Amunisi Usai Amnesti Sudah Dikantongi

Sebagai Managing Director Bank Dunia, Sri Mulyani Indrawati memang digaji besar. Bahkan, di lembaga itu dia merupakan orang nomor dia dengan gaji terbesar setelah Presiden Bank Dunia, Jim Yong Kim. Data World Bank per 30 Juni 2015, menyebut gaji Sri setahun US$ 409.950. Adapun Kim dibayar US$ 492.690 per tahun.

Dengan penghasilan sebesar itu, selama enam tahun berkantor di Washington DC Amerika Serikat (AS), saban tahun Sru Mulyani mendapat surat cinta dari otoritas pajak. Internal Revenue Service (IRS) mempertanyakan kenapa ada dana begitu besar di rekeningnya, tapi tidak ada pembayaran pajak sama sekali.

Sri jelas tidak memiliki kewajiban perpajakan terhadap AS. Sebagai Warga negara Indonesia, ia selalu menjelaskan bahwa dirinya bukan subjek pajak di negeri Paman Sam itu. “Mereka mengirim surat kepada saya, bahwa kenapa Anda memiliki akun seperti itu. Itu tanpa saya tahun dan tanpa saya memberikan konsen bahwa akun saya akan diakses, “ Kisah Sri di Kementerian Keuangan, Senin, 13 Maret 2017.

Menteri Keuangan pun berharap apa yang pernah dialaminya di AS bisa segera terwujud di Indonesia. Dan, jalannya kini memang lebih mulus. Proses permintaan pembukaan data perbankan sudah lebih sederhana berkat aplikasi Internal Direktorat Jenderal Pajak (DJP) dan Otoritas Jasa Keuangan (OJK). “Masyarakat yang memiliki akun di bank tidak perlu merasa takut. Karena DJP dalam mengakses rekening perbankan bukan untuk mencari-cari kesalahan, “ tandas menkeu.

Imbauan kepada para pemilik rekening senilai Rp 500 juta ke atas juga sudah disampaikan melalui Perhimpunan Bank Nasional (Perbanas), Himpunan Bank-bank Negara (Himbara), dan Asosiasi Bank Pembangunan Daerah (Asbanda) sejak akhir Januari 2017. Berdasarkan data Lembaga Penjamin Simpanan (LPS) per Desember 2016, yang masuk kategori ini ada 1.033.119 rekening. Nilai rekeningnya mencapai Rp 3.481,156 triliun.

☆ ☆ ☆

_Rangkaian Tugas_:
#1 Kutip persis bagian artikel tentang Sri Mulyani dan pajak, mulai dari "Sebagai Managing Director" dan terus sampai "492.690 per tahun.".
#2 Menurut artikel tentang Sri Mulyani dan pajak, ada berapa rekening bernilai Rp 500 juta ke atas berdasarkan data LPS per Desember 2016?
#3 Lanjutkan artikel tentang Sri Mulyani dan pajak setelah kalimat terakhirnya.
Catatan di bawah ini diambil dari sumber yang berbeda.

☆ ☆ ☆

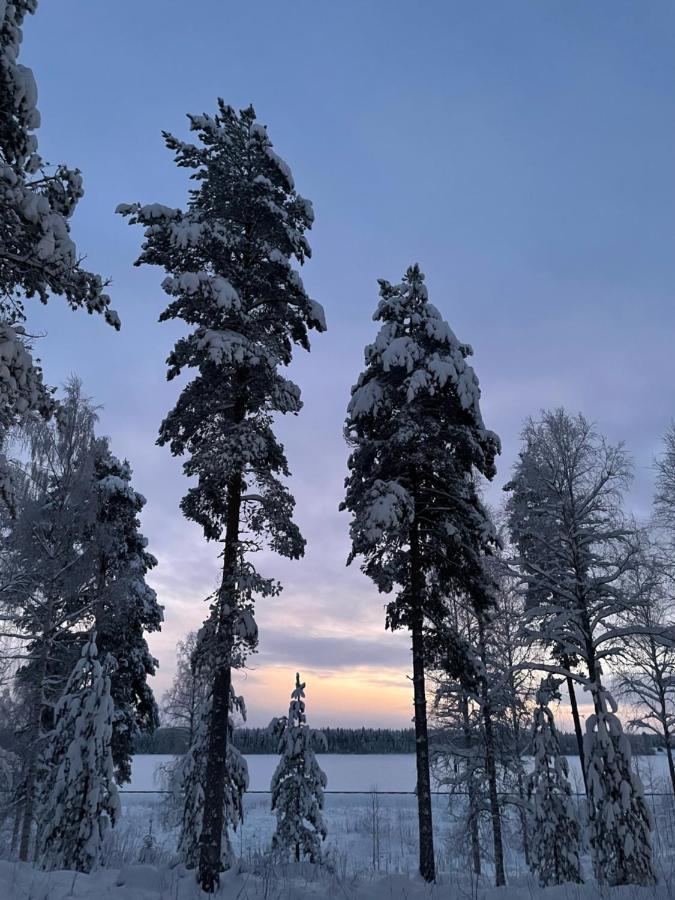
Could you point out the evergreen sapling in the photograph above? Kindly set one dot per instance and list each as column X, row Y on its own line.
column 298, row 783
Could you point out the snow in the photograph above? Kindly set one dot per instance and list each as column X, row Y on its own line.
column 19, row 881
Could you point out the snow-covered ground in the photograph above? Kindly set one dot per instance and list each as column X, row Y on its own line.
column 371, row 845
column 367, row 832
column 19, row 881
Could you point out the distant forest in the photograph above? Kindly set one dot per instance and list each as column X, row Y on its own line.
column 348, row 740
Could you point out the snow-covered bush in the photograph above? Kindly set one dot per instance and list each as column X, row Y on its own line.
column 298, row 783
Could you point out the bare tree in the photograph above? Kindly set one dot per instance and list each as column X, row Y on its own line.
column 645, row 670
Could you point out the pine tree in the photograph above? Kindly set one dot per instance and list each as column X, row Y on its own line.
column 125, row 606
column 37, row 255
column 47, row 552
column 189, row 775
column 418, row 441
column 619, row 821
column 231, row 280
column 554, row 828
column 81, row 801
column 298, row 783
column 566, row 499
column 184, row 699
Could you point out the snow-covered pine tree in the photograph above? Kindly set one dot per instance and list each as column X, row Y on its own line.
column 81, row 800
column 644, row 671
column 555, row 834
column 619, row 821
column 419, row 441
column 125, row 606
column 46, row 556
column 37, row 254
column 458, row 759
column 298, row 783
column 567, row 500
column 190, row 774
column 231, row 279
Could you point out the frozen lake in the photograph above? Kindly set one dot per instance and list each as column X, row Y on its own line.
column 367, row 832
column 368, row 772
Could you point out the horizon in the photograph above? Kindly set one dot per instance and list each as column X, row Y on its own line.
column 524, row 160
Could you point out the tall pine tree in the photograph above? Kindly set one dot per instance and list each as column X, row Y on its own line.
column 418, row 441
column 231, row 279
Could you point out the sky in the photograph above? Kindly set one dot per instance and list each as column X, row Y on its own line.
column 522, row 152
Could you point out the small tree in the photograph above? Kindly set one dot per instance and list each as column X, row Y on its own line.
column 620, row 824
column 125, row 606
column 555, row 834
column 183, row 701
column 418, row 445
column 645, row 668
column 81, row 800
column 298, row 783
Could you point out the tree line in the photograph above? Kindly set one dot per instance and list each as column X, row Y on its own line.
column 558, row 591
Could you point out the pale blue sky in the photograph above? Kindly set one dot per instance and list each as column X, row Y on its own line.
column 521, row 152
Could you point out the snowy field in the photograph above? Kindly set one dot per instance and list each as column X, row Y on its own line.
column 367, row 832
column 371, row 845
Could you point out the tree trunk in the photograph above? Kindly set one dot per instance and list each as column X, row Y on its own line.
column 426, row 834
column 669, row 750
column 577, row 728
column 471, row 789
column 491, row 766
column 522, row 812
column 210, row 842
column 33, row 752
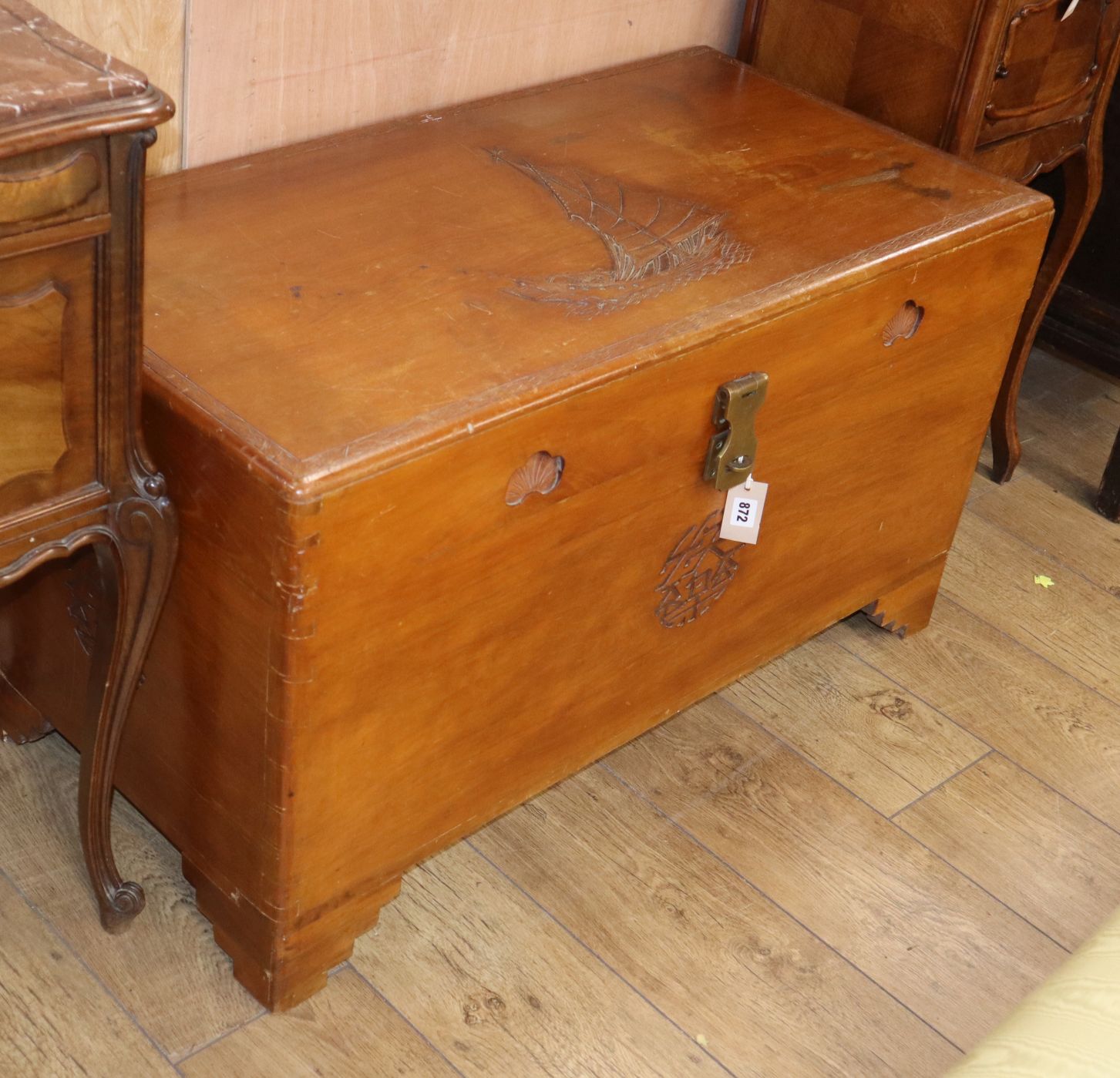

☆ ☆ ☆

_Jawaban Berurutan_:
#1
Sebagai Managing Director Bank Dunia, Sri Mulyani Indrawati memang digaji besar. Bahkan, di lembaga itu dia merupakan orang nomor dia dengan gaji terbesar setelah Presiden Bank Dunia, Jim Yong Kim. Data World Bank per 30 Juni 2015, menyebut gaji Sri setahun US$ 409.950. Adapun Kim dibayar US$ 492.690 per tahun.

#2 1.033.119 rekening.

#3
Ada 495.000 peserta amnesti pajak pada periode pertama dan kedua sudah kembali diingatkan melalui surat elektronik. Agar jika ada harta yang belum dilaporkan dan berasal dari penghasilan yang belum dikenai pajak, kembali diikutkan dalam program pengampunan pajak.

Di luar itu, berbekal data harta yang dimiliki, DJP kembali mengirimkan surat elektronik secara serentak kepada 24.000 WP yang belum mengikuti program ini. “Nanti kami lihat sampai 31 Maret berapa yang sudah ikut TA dan berapa yang tidak,” kata Hestu Yoga Saksama, Direktur Penyuluhan, Pelayanan, dan Hubungan Masyarakat DJP.

Sampai saat ini, aparat pajak masih bersabar menanti kesediaan WP untuk mengikuti program amnesti pajak. Kesempatan yang tersedia cuma sampai 31 Maret 2017. Lepas dari itu, ruang untuk bersembunyi dan menghindar dari kewajiban perpajakan sudah semakin sempit. “ Ke depan ada WP yang tidak declare semua hartanya bisa saja kami periksa lagi. Tapi prioritas utama tetap yang tidak ikut tax amnesty, “ lanjut Yoga.

Ada target baru

Memangnya, pemerintah punya data untuk menguber orang pribadi dan badan usaha yang tidak taat pajak? Kamis, 16 Maret 2017 lalu, KONTAN mengintip bagaimana aparat pajak bekerja mengumpulkan data soal kewajiban perpajakan masyarakat dan badan usaha di Indonesia. Dan, celah untuk menghindar dari kewajiban perpajakan kini memang makin mengecil.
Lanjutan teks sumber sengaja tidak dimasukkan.